## Problems and tasks
**a)** Print the passage from the article on smoking in cars, starting with "Action Cancer estimates" and going on through "wheezing and meningitis.".
**b)** In the article on smoking in cars, how many children across Northern Ireland does Action Cancer estimate could be at risk?

Nine out of 10 households across Northern Ireland would welcome a ban on smoking in cars with children on board, new research has found.
Action Cancer estimates up to 13,500 children across the province could be at risk.
Health Minister Michael McGimpsey and the Chief Medical Officer Dr Michael McBride have both ruled out a ban on smoking in cars with children on board in the past.
But Action Cancer, which commissioned the research, said the findings show huge public support for the move.
Geraldine Kerr of Action Cancer said: “Children are one of the most vulnerable groups affected by passive smoking.
“The effect of second-hand smoke on a child’s metabolism can be attributed to doubling the risk of sudden infant death, wheezing and meningitis.
“In a confined environment such as a car, smoking just one cigarette can put air quality into the unhealthy category. That same cigarette will emit 50 times more fine particles into a car than those emitted by the car’s exhaust.”
A spokeswoman from the Department of Health said: “The Action Cancer campaign will help to further highlight the dangers of second-hand tobacco smoke to children and young people travelling in private cars.
“Increasing awareness of the harm caused by second-hand smoke, particularly to children, is very important in encouraging parents and other adults to make their homes and private vehicles completely smoke-free.”

## Material provided
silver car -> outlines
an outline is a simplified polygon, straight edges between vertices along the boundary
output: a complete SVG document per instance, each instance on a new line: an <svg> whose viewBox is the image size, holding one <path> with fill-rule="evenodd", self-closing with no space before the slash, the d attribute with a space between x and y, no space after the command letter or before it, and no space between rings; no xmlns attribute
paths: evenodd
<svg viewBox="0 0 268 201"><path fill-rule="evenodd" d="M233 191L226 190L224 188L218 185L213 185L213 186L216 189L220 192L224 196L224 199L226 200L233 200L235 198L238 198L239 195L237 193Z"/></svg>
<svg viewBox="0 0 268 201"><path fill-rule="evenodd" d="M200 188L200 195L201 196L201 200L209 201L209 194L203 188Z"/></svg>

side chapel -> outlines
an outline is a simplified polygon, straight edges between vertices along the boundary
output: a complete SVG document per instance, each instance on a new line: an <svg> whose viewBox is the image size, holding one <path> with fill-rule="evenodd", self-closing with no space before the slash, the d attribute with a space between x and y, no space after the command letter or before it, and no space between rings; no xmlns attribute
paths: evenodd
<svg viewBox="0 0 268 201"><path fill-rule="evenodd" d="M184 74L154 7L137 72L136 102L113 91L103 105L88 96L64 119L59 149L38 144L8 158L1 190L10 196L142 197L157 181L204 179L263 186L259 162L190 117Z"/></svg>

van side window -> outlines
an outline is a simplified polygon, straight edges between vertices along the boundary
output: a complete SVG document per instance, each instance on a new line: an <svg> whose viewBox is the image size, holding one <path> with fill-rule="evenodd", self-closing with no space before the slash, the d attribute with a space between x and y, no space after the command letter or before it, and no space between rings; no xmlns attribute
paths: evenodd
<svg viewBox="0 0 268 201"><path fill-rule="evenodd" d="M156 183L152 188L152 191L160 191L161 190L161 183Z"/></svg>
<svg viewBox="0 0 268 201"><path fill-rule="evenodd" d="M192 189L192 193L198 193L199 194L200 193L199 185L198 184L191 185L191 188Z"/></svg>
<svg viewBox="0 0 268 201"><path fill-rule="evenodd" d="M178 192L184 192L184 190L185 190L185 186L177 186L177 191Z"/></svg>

## Exercise responses
**a)**
Action Cancer estimates up to 13,500 children across the province could be at risk.
Health Minister Michael McGimpsey and the Chief Medical Officer Dr Michael McBride have both ruled out a ban on smoking in cars with children on board in the past.
But Action Cancer, which commissioned the research, said the findings show huge public support for the move.
Geraldine Kerr of Action Cancer said: “Children are one of the most vulnerable groups affected by passive smoking.
“The effect of second-hand smoke on a child’s metabolism can be attributed to doubling the risk of sudden infant death, wheezing and meningitis.

**b)** Up to 13,500 children.